→ WORK TO BE COMPLETED:
Quote every line as given.

→ DATA SHOWN:
* * * * * * * * *

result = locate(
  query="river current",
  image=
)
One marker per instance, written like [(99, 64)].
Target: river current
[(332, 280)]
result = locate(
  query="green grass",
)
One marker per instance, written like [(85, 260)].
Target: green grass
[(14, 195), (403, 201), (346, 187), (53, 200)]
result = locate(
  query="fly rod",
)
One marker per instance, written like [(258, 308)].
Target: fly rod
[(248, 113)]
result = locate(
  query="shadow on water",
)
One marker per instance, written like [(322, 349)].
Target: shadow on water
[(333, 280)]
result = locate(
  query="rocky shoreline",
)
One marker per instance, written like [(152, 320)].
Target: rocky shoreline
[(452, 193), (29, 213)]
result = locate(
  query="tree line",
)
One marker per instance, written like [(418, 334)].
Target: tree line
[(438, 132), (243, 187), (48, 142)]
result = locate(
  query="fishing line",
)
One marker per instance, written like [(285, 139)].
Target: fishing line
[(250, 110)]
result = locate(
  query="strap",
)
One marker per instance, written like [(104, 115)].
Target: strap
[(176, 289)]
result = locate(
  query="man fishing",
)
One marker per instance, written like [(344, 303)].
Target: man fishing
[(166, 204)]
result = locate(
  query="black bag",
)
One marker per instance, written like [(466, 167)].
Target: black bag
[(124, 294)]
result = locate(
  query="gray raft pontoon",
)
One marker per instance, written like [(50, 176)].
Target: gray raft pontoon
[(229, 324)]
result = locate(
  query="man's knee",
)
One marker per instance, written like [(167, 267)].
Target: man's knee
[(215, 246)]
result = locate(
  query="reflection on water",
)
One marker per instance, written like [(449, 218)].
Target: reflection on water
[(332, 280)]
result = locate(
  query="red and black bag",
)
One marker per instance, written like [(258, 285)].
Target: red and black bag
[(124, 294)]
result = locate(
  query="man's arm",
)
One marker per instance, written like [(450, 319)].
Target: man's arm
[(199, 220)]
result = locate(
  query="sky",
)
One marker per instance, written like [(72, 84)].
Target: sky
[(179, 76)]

* * * * * * * * *

→ SOLUTION TO THIS PROBLEM:
result = locate(
  query="river current",
  image=
)
One marker per instance, written like [(99, 64)].
Target: river current
[(332, 280)]
result = locate(
  query="green grass",
)
One marker per instance, written like [(85, 260)].
Target: green grass
[(14, 195), (403, 201), (346, 187), (53, 200)]
result = locate(
  query="fly rod",
)
One marker per instance, written like [(258, 308)].
Target: fly rod
[(248, 113)]
result = locate(
  query="shadow on water",
)
One marker per instance, written like [(322, 349)].
Target: shadow on water
[(333, 280)]
result = locate(
  query="rocky shoreline",
)
One marker per instance, written like [(152, 320)].
Target: rocky shoreline
[(452, 193), (29, 213)]
result = locate(
  query="tree line",
)
One marker per instance, written like [(418, 334)].
Target: tree line
[(438, 132), (243, 187), (48, 142)]
result = locate(
  query="fishing line",
)
One marker per instance, written like [(285, 139)].
Target: fishing line
[(250, 110)]
result = locate(
  query="strap",
)
One marker per instance, written like [(104, 115)].
Target: strap
[(176, 289)]
result = locate(
  query="man fishing",
)
One marker per instance, written like [(344, 303)].
Target: man fishing
[(166, 204)]
result = locate(
  query="black bag",
)
One marker per instance, written like [(466, 167)].
Target: black bag
[(124, 294)]
result = locate(
  query="gray raft pontoon",
)
One marker per instance, written like [(50, 176)].
Target: gray raft pontoon
[(229, 324)]
result = locate(
  query="man's knee",
)
One marker per instance, written like [(167, 267)].
Target: man's knee
[(215, 246)]
result = locate(
  query="reflection on water",
)
One marker per instance, written like [(449, 218)].
Target: reflection on water
[(332, 280)]
result = locate(
  query="red and black bag",
)
One marker per instance, written like [(258, 285)].
Target: red and black bag
[(124, 294)]
result = locate(
  query="man's arm",
)
One marker per instance, written like [(450, 319)].
Target: man's arm
[(199, 220)]
result = locate(
  query="sky",
)
One marker per instance, written like [(72, 84)].
Target: sky
[(179, 76)]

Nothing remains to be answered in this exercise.